İstenen Görevler:
**A)** Efkaristiya metninde "Efkaristiya en başından" ifadesinden "de orada, aralarındayım." ifadesine kadar uzanan bölümü hiçbir değişiklik yapmadan yineleyiniz.
**B)** Efkaristiya metnine göre bu ayinde kimin yaşamının, ölümünün ve dirilişinin anısı kutlanır?

Efkaristiya en başından beri Kilise'nin ana ibadet ayinidir. Bu ayinde İsa Mesih'in yaşamının, ölümünün ve dirilişinin anısı kutlanır. İsa Mesih, Hristiyan imanına göre, ölüler arasından dirilmiş olarak Tanrı'da yaşar ve böylece daima kiliseye yakın olur:
size buyurduğum her şeye uymayı onlara öğretin. İşte ben, dünyanın sonuna dek her an sizinle birlikteyim.
Efkaristiya ayininde hristiyan cemaati toplanır ve İsa'nın sözlerinden aktarıldığı gibi, İsa'nın onların arasında olduğu bilincindedir:
Nerede iki ya da üç kişi benim adımla toplanırsa, ben de orada, aralarındayım.
Cemaat dua eder ve Kutsal Kitap'ta aktarıldığı şekilde Tanrı'nın Sözü'nü dinler. Onda da Tanrı Sözü, Mesih, mevcuttur.

Kaynaktan Alıntı:
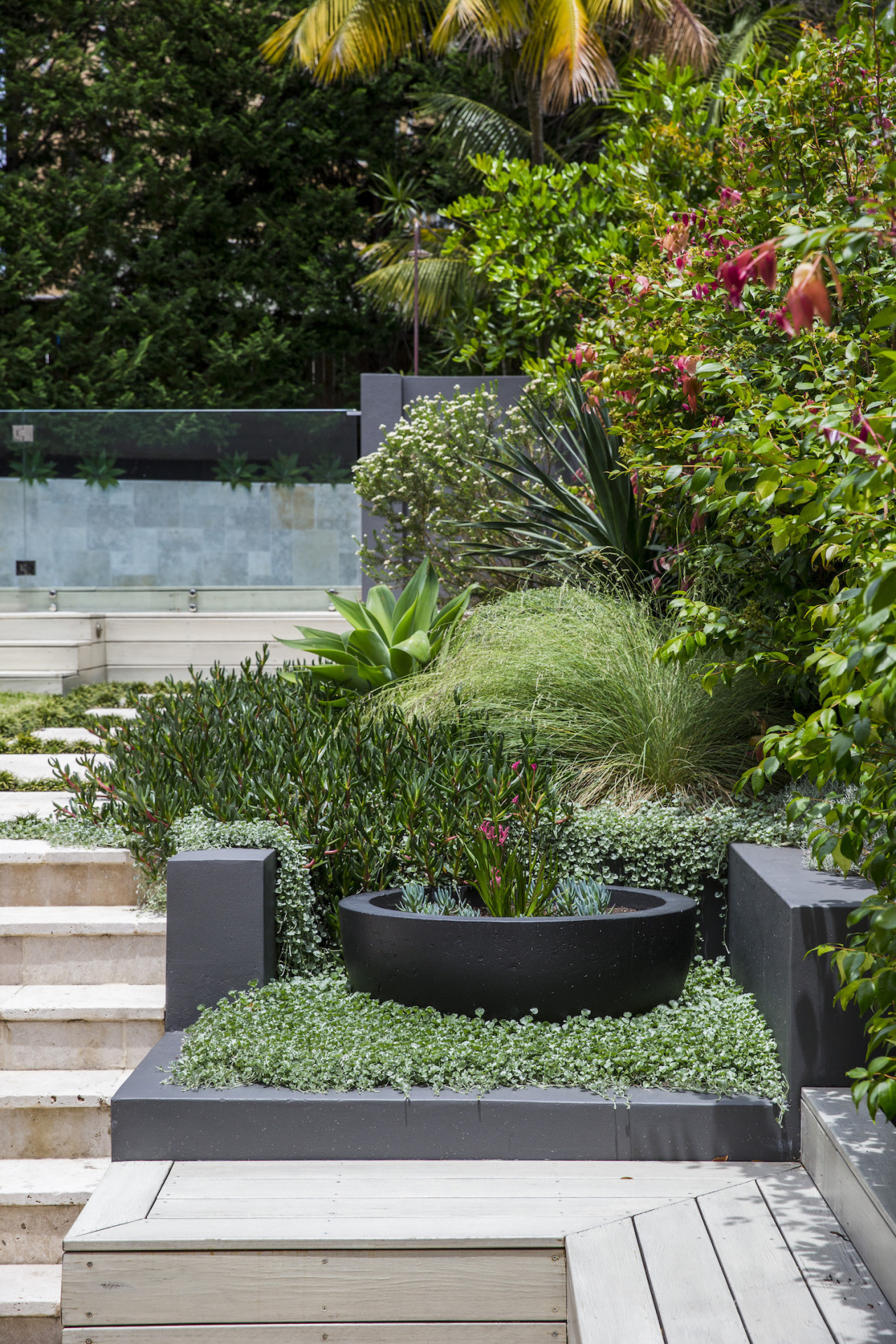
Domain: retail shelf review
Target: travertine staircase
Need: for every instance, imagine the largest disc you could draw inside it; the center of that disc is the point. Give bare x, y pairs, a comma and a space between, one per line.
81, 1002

Alıştırma Yanıtları:
**A)**
Efkaristiya en başından beri Kilise'nin ana ibadet ayinidir. Bu ayinde İsa Mesih'in yaşamının, ölümünün ve dirilişinin anısı kutlanır. İsa Mesih, Hristiyan imanına göre, ölüler arasından dirilmiş olarak Tanrı'da yaşar ve böylece daima kiliseye yakın olur:
size buyurduğum her şeye uymayı onlara öğretin. İşte ben, dünyanın sonuna dek her an sizinle birlikteyim.
Efkaristiya ayininde hristiyan cemaati toplanır ve İsa'nın sözlerinden aktarıldığı gibi, İsa'nın onların arasında olduğu bilincindedir:
Nerede iki ya da üç kişi benim adımla toplanırsa, ben de orada, aralarındayım.

**B)** İsa Mesih'in yaşamının, ölümünün ve dirilişinin anısı kutlanır.